Identify each line in the data that contains the word "Mark" and reproduce every such line in full.

Dataset records:
--- --- ---

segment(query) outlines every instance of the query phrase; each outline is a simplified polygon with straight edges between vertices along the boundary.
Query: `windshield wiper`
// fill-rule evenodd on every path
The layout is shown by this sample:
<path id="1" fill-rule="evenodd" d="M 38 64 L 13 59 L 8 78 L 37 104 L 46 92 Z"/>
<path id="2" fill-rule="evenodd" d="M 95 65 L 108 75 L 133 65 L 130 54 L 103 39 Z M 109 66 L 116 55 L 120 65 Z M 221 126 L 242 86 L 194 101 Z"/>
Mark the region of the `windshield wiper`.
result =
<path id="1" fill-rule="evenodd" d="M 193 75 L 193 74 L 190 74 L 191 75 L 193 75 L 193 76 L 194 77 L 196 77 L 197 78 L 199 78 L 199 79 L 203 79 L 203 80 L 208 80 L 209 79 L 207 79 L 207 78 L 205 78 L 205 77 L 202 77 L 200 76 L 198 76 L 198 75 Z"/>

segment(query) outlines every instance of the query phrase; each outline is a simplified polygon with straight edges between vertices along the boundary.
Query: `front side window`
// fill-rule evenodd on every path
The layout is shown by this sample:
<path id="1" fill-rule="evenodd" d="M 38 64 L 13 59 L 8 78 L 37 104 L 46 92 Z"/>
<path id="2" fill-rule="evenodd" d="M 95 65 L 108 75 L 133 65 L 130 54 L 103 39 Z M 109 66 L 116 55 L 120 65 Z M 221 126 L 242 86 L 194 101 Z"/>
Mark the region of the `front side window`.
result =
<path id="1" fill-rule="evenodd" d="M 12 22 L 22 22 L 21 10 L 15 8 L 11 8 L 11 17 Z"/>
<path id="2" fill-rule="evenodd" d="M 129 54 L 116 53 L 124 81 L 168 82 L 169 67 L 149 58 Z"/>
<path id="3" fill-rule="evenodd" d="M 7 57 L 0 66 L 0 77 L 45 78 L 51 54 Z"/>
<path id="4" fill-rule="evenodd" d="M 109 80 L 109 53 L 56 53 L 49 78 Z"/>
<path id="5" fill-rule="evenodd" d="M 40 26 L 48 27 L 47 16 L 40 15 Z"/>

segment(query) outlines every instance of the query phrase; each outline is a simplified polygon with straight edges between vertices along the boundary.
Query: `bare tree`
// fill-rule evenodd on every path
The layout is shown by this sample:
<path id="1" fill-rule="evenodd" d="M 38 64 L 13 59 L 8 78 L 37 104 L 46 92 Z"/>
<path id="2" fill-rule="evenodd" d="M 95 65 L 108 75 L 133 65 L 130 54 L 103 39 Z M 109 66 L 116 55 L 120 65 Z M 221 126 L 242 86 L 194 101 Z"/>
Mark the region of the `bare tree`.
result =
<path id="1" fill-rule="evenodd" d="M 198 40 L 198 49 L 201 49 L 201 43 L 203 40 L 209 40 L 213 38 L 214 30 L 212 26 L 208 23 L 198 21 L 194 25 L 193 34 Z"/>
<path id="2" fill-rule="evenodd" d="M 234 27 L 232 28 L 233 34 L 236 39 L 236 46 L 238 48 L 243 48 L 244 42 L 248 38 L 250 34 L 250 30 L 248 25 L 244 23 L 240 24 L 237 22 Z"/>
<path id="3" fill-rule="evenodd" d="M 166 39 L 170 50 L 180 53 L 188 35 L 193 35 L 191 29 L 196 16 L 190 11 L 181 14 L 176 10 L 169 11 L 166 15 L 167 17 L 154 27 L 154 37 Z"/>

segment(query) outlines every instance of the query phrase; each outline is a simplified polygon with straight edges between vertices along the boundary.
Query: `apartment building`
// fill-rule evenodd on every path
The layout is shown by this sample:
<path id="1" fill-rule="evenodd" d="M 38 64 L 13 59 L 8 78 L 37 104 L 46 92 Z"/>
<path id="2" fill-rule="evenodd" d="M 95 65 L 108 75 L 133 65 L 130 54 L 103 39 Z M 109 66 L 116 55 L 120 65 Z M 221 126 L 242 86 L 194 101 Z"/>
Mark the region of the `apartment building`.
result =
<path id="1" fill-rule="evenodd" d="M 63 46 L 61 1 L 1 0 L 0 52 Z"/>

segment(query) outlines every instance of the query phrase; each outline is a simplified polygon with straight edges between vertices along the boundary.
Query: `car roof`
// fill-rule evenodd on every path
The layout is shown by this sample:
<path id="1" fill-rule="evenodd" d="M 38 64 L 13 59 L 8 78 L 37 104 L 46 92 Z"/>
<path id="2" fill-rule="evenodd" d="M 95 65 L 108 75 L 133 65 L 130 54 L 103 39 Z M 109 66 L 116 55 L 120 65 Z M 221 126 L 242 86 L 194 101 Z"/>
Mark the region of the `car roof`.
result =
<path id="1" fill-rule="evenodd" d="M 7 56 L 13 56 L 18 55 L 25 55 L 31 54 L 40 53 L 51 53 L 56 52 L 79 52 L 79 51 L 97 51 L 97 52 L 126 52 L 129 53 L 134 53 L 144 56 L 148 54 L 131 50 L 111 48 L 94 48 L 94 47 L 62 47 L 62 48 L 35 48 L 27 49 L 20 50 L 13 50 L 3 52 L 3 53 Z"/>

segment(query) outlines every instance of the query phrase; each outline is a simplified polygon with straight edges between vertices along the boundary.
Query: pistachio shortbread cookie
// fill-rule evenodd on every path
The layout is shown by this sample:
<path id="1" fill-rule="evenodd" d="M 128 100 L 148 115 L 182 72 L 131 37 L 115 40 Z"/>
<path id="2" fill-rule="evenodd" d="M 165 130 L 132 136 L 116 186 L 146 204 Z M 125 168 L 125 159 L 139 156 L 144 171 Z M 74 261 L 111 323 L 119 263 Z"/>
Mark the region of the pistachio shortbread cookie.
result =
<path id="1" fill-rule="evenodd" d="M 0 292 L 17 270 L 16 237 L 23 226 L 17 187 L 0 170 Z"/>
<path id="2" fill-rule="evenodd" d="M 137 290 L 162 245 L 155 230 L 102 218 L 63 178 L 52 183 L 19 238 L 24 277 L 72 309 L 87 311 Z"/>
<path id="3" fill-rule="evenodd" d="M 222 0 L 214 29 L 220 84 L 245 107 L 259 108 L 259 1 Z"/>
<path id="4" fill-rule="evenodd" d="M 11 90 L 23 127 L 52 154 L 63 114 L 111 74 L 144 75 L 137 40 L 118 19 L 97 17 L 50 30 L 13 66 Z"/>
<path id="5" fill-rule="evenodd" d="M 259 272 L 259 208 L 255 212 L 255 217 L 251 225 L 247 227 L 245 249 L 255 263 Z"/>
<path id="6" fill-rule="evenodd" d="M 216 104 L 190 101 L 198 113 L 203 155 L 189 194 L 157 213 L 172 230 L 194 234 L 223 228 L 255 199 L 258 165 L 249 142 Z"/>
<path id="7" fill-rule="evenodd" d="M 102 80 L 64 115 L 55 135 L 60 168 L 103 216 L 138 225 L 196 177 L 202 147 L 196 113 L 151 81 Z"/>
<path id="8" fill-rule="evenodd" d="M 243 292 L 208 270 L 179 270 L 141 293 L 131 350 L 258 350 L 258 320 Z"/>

--- --- ---

Result:
Mark the region of the `windshield wiper`.
Mark the region of the `front side window`.
Mark the region of the `bare tree`.
Mark the region of the `apartment building`.
Mark the region of the `car roof`.
Mark the region of the pistachio shortbread cookie.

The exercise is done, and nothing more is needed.